[start of Data to use]

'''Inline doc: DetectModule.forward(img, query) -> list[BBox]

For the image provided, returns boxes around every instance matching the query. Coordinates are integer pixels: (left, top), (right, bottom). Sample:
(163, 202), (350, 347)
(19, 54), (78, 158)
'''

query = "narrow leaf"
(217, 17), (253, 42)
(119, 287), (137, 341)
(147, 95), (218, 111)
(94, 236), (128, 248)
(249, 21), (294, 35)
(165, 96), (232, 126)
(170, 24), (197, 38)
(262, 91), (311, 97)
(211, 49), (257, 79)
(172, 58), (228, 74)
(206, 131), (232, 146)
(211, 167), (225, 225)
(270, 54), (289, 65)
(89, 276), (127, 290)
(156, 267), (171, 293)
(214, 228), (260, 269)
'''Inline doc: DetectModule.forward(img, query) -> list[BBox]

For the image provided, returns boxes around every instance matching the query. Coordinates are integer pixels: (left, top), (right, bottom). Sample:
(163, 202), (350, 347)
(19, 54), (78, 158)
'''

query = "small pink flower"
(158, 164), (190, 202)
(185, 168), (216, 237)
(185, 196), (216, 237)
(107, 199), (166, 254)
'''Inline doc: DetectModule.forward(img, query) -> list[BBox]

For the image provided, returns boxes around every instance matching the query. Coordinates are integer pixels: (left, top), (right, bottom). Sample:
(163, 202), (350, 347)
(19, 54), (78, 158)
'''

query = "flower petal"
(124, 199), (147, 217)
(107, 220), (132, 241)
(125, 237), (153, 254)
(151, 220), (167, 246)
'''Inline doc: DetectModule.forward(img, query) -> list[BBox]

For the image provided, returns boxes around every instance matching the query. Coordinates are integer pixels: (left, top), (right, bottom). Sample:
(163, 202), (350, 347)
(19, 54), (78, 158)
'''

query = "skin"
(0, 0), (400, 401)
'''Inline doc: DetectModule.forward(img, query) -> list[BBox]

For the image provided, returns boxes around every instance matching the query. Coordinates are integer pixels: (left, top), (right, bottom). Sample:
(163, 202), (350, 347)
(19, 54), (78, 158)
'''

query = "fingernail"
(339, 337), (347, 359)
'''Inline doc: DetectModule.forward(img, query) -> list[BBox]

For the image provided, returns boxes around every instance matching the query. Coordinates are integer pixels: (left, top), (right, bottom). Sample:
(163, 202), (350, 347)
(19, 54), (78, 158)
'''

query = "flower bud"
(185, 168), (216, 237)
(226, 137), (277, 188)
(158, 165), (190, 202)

[end of Data to use]

● **Direction**: Please reproduce every item above with "Sample" swapped for "Example" and nothing else altered.

● **Complete answer**:
'''Inline doc: DetectModule.forward(img, query) -> list[BBox]

For the image provided, returns boxes around every instance matching the query. Coordinates are integer pixels: (left, top), (right, bottom). Example:
(163, 202), (350, 347)
(19, 54), (78, 158)
'''

query = "narrow leaf"
(217, 17), (253, 42)
(119, 287), (137, 341)
(147, 95), (218, 111)
(94, 236), (128, 248)
(249, 21), (294, 35)
(165, 96), (232, 126)
(170, 24), (197, 38)
(262, 91), (311, 97)
(211, 49), (257, 79)
(172, 58), (228, 74)
(206, 131), (232, 146)
(211, 167), (225, 225)
(270, 54), (289, 65)
(89, 276), (127, 290)
(156, 267), (171, 293)
(214, 228), (260, 269)
'''Inline doc: DetectModule.forward(img, query) -> list[BBox]

For the image provided, returns boxes around every instance matching the query. Coordinates are integer pixels: (left, top), (right, bottom). Example:
(163, 202), (350, 347)
(19, 54), (78, 158)
'''

query = "small pink flower"
(158, 164), (190, 202)
(185, 168), (216, 237)
(185, 196), (216, 237)
(107, 199), (166, 254)
'''Inline doc: DetectModule.forward(img, query) -> list[BBox]

For the image provided, returns boxes around every instance matching the query. Coordinates are integer pixels: (left, top), (right, bottom). Example:
(163, 202), (350, 347)
(19, 54), (78, 158)
'''

query = "flower petal"
(124, 199), (147, 217)
(107, 220), (132, 241)
(125, 237), (153, 254)
(151, 220), (167, 246)
'''Inline doc: DetectModule.forward(img, query) -> list[BBox]

For the image provided, returns boxes around every instance matching the query. Coordinates are integer pixels: (left, top), (right, bottom). Example:
(163, 202), (350, 347)
(19, 54), (78, 158)
'''

query = "skin"
(0, 0), (400, 401)
'''Inline doc: DetectModule.forward(img, query) -> list[BBox]

For the image provided, returns boxes around every instance matching the query. Coordinates are integer pixels: (left, top), (right, bottom). Example:
(163, 202), (350, 347)
(19, 54), (78, 158)
'''

query = "fingernail"
(339, 337), (347, 359)
'''Inline doc: DetectModule.forward(img, query) -> list[BBox]

For the image provided, returns boxes around every instance matching the query. Coordinates are integer pixels: (left, top), (right, bottom). Example:
(163, 202), (350, 347)
(19, 54), (78, 158)
'''

query = "flower bud"
(185, 168), (216, 237)
(226, 137), (277, 188)
(158, 165), (190, 202)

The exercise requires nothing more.